# Aim of the exercise:
Arrange the data below as a Markdown table with two columns, Row and Line: number each row and put one line of the data in each, leaving out blank lines.

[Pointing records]
================

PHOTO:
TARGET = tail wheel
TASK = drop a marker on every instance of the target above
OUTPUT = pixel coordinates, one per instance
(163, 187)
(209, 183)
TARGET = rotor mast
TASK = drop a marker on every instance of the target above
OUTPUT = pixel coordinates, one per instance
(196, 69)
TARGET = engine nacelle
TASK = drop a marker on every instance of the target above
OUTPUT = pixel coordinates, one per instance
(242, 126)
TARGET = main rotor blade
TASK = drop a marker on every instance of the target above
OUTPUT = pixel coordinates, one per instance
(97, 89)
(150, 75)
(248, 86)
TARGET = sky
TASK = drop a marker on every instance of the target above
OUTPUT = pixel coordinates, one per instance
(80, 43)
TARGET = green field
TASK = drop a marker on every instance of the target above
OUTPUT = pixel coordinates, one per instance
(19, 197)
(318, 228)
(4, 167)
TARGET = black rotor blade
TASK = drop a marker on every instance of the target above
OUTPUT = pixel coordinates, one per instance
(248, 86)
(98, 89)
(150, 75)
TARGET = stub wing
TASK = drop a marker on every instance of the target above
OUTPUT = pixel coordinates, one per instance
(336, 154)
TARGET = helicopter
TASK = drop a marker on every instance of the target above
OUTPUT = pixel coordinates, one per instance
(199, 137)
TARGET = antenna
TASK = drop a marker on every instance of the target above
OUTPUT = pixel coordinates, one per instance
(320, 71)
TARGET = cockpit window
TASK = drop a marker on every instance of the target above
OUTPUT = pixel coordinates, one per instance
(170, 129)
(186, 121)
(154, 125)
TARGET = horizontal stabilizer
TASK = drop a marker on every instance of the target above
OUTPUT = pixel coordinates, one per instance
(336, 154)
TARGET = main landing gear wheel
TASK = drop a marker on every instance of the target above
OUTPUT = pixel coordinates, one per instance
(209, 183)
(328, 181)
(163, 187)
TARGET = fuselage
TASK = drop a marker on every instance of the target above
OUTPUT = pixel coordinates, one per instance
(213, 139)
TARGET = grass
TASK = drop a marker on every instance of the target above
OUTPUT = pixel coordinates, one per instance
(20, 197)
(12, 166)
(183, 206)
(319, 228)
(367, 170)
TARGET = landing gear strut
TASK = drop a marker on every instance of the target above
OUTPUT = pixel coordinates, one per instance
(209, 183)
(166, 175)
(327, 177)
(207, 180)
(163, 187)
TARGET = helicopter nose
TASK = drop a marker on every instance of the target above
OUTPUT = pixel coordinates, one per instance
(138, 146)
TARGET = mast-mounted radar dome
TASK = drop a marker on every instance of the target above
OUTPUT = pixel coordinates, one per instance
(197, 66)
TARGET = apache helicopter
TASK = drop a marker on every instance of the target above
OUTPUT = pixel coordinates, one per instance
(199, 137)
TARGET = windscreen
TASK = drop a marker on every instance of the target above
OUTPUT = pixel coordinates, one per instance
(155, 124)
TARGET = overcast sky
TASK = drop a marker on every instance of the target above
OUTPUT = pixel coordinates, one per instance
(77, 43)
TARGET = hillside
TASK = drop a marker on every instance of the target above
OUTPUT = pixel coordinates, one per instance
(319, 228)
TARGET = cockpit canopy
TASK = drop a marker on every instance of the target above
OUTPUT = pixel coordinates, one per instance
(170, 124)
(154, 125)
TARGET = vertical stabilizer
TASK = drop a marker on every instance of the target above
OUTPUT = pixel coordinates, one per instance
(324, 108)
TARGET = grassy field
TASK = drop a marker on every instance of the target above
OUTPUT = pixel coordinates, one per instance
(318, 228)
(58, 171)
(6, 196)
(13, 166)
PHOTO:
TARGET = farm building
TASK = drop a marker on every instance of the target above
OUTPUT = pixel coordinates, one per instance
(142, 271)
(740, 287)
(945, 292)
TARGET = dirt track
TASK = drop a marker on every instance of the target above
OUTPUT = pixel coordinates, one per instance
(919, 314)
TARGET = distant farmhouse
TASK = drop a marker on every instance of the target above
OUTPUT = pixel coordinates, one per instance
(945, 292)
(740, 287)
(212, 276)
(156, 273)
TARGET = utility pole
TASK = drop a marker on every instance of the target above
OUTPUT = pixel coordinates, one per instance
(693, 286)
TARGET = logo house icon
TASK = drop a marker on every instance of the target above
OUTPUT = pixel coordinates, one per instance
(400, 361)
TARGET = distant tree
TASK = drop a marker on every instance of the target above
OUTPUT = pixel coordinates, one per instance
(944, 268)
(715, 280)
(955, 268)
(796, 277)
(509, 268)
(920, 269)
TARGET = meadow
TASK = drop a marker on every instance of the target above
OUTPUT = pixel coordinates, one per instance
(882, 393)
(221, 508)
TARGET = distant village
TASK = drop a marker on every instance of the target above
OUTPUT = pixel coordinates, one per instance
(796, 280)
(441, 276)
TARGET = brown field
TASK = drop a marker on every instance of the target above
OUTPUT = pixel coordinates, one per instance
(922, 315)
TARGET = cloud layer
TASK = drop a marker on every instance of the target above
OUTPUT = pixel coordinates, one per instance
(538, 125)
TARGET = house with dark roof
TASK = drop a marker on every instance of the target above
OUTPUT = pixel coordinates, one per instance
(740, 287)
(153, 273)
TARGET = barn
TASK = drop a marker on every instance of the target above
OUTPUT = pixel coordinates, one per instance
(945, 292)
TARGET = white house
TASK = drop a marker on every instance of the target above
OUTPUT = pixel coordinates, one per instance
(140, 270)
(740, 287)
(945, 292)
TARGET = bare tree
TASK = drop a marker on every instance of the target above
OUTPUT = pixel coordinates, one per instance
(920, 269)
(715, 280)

================

# Right answer:
| Row | Line |
|---|---|
| 1 | PHOTO: |
| 2 | TARGET = tail wheel |
| 3 | TASK = drop a marker on every instance of the target above |
| 4 | OUTPUT = pixel coordinates, one per instance |
| 5 | (163, 187) |
| 6 | (209, 183) |
| 7 | TARGET = rotor mast |
| 8 | TASK = drop a marker on every instance of the target above |
| 9 | OUTPUT = pixel coordinates, one per instance |
| 10 | (196, 69) |
| 11 | TARGET = engine nacelle |
| 12 | TASK = drop a marker on every instance of the target above |
| 13 | OUTPUT = pixel coordinates, one per instance |
| 14 | (242, 126) |
| 15 | TARGET = main rotor blade |
| 16 | TASK = drop a marker on every instance of the target above |
| 17 | OUTPUT = pixel coordinates, one per instance |
| 18 | (97, 89) |
| 19 | (150, 75) |
| 20 | (248, 86) |
| 21 | TARGET = sky |
| 22 | TASK = drop a marker on every instance of the target above |
| 23 | OUTPUT = pixel coordinates, one per instance |
| 24 | (80, 43) |
| 25 | TARGET = green field |
| 26 | TASK = drop a marker on every instance of the target above |
| 27 | OUTPUT = pixel coordinates, one per instance |
| 28 | (19, 197) |
| 29 | (318, 228) |
| 30 | (4, 167) |
| 31 | TARGET = black rotor blade |
| 32 | TASK = drop a marker on every instance of the target above |
| 33 | OUTPUT = pixel coordinates, one per instance |
| 34 | (248, 86) |
| 35 | (98, 89) |
| 36 | (150, 75) |
| 37 | TARGET = stub wing |
| 38 | TASK = drop a marker on every instance of the target above |
| 39 | OUTPUT = pixel coordinates, one per instance |
| 40 | (336, 154) |
| 41 | TARGET = helicopter |
| 42 | TASK = drop a marker on every instance of the target above |
| 43 | OUTPUT = pixel coordinates, one per instance |
| 44 | (199, 137) |
| 45 | TARGET = antenna |
| 46 | TASK = drop a marker on every instance of the target above |
| 47 | OUTPUT = pixel coordinates, one per instance |
| 48 | (320, 71) |
| 49 | TARGET = cockpit window |
| 50 | TASK = drop a marker on every instance of the target above |
| 51 | OUTPUT = pixel coordinates, one per instance |
| 52 | (170, 129) |
| 53 | (186, 121) |
| 54 | (154, 125) |
| 55 | TARGET = horizontal stabilizer |
| 56 | TASK = drop a marker on every instance of the target above |
| 57 | OUTPUT = pixel coordinates, one per instance |
| 58 | (336, 154) |
| 59 | TARGET = main landing gear wheel |
| 60 | TASK = drop a marker on every instance of the target above |
| 61 | OUTPUT = pixel coordinates, one per instance |
| 62 | (209, 183) |
| 63 | (328, 181) |
| 64 | (163, 187) |
| 65 | TARGET = fuselage |
| 66 | TASK = drop a marker on every instance of the target above |
| 67 | OUTPUT = pixel coordinates, one per instance |
| 68 | (213, 139) |
| 69 | TARGET = grass |
| 70 | TASK = drop a marker on every instance of the target above |
| 71 | OUTPUT = pixel coordinates, one per instance |
| 72 | (20, 197) |
| 73 | (12, 166) |
| 74 | (183, 206) |
| 75 | (319, 228) |
| 76 | (367, 170) |
| 77 | TARGET = landing gear strut |
| 78 | TASK = drop a marker on every instance of the target above |
| 79 | OUTPUT = pixel coordinates, one per instance |
| 80 | (209, 183) |
| 81 | (166, 175) |
| 82 | (327, 177) |
| 83 | (207, 180) |
| 84 | (163, 187) |
| 85 | TARGET = helicopter nose |
| 86 | TASK = drop a marker on every instance of the target above |
| 87 | OUTPUT = pixel coordinates, one per instance |
| 88 | (138, 146) |
| 89 | TARGET = mast-mounted radar dome |
| 90 | TASK = drop a marker on every instance of the target above |
| 91 | OUTPUT = pixel coordinates, one per instance |
| 92 | (197, 66) |
| 93 | TARGET = apache helicopter |
| 94 | TASK = drop a marker on every instance of the target above |
| 95 | OUTPUT = pixel coordinates, one per instance |
| 96 | (199, 137) |
| 97 | TARGET = windscreen |
| 98 | TASK = drop a marker on every instance of the target above |
| 99 | OUTPUT = pixel coordinates, one per instance |
| 100 | (155, 124) |
| 101 | TARGET = overcast sky |
| 102 | TASK = drop a marker on every instance of the target above |
| 103 | OUTPUT = pixel coordinates, one per instance |
| 104 | (77, 43) |
| 105 | TARGET = hillside |
| 106 | TASK = drop a marker on every instance of the target above |
| 107 | OUTPUT = pixel coordinates, one per instance |
| 108 | (319, 228) |
| 109 | TARGET = cockpit canopy |
| 110 | TASK = drop a marker on every instance of the target above |
| 111 | OUTPUT = pixel coordinates, one per instance |
| 112 | (170, 124) |
| 113 | (154, 125) |
| 114 | TARGET = vertical stabilizer |
| 115 | TASK = drop a marker on every instance of the target above |
| 116 | OUTPUT = pixel coordinates, one per instance |
| 117 | (324, 108) |
| 118 | TARGET = grassy field |
| 119 | TASK = drop a marker on every instance of the target above |
| 120 | OUTPUT = pixel coordinates, one per instance |
| 121 | (318, 228) |
| 122 | (58, 171) |
| 123 | (6, 196) |
| 124 | (13, 166) |
| 125 | PHOTO: |
| 126 | TARGET = farm building |
| 127 | TASK = drop a marker on every instance of the target above |
| 128 | OUTPUT = pixel coordinates, one per instance |
| 129 | (142, 271) |
| 130 | (740, 287) |
| 131 | (945, 292) |
| 132 | TARGET = dirt track |
| 133 | TASK = drop a marker on every instance of the target above |
| 134 | OUTPUT = pixel coordinates, one per instance |
| 135 | (919, 314) |
| 136 | TARGET = distant farmhouse |
| 137 | TASK = drop a marker on every instance of the target above |
| 138 | OUTPUT = pixel coordinates, one per instance |
| 139 | (945, 292) |
| 140 | (740, 287) |
| 141 | (212, 276) |
| 142 | (156, 273) |
| 143 | TARGET = utility pole |
| 144 | TASK = drop a marker on every instance of the target above |
| 145 | OUTPUT = pixel coordinates, one per instance |
| 146 | (693, 286) |
| 147 | TARGET = logo house icon |
| 148 | TASK = drop a marker on every instance of the target above |
| 149 | OUTPUT = pixel coordinates, one per instance |
| 150 | (400, 361) |
| 151 | TARGET = distant tree |
| 152 | TASK = drop a marker on every instance of the target above |
| 153 | OUTPUT = pixel coordinates, one per instance |
| 154 | (944, 268) |
| 155 | (715, 280) |
| 156 | (955, 268) |
| 157 | (796, 277) |
| 158 | (509, 268) |
| 159 | (920, 269) |
| 160 | TARGET = meadow |
| 161 | TASK = drop a marker on every instance of the target above |
| 162 | OUTPUT = pixel coordinates, one per instance |
| 163 | (882, 393) |
| 164 | (221, 508) |
| 165 | TARGET = distant village |
| 166 | TASK = drop a marker on every instance of the target above |
| 167 | OUTPUT = pixel coordinates, one per instance |
| 168 | (796, 280) |
| 169 | (441, 276) |
| 170 | TARGET = brown field |
| 171 | TASK = drop a marker on every instance of the target above |
| 172 | OUTPUT = pixel coordinates, one per instance |
| 173 | (922, 315) |
| 174 | TARGET = cloud layer |
| 175 | TASK = drop a marker on every instance of the target above |
| 176 | OUTPUT = pixel coordinates, one per instance |
| 177 | (538, 125) |
| 178 | TARGET = house with dark roof |
| 179 | TASK = drop a marker on every instance of the target above |
| 180 | OUTPUT = pixel coordinates, one per instance |
| 181 | (740, 287) |
| 182 | (153, 273) |
| 183 | TARGET = barn |
| 184 | TASK = drop a marker on every instance of the target above |
| 185 | OUTPUT = pixel coordinates, one per instance |
| 186 | (945, 292) |
| 187 | TARGET = white house |
| 188 | TASK = drop a marker on every instance of the target above |
| 189 | OUTPUT = pixel coordinates, one per instance |
| 190 | (140, 270) |
| 191 | (740, 287) |
| 192 | (945, 292) |
| 193 | TARGET = bare tree |
| 194 | TASK = drop a marker on every instance of the target above |
| 195 | OUTPUT = pixel coordinates, one per instance |
| 196 | (920, 269) |
| 197 | (715, 280) |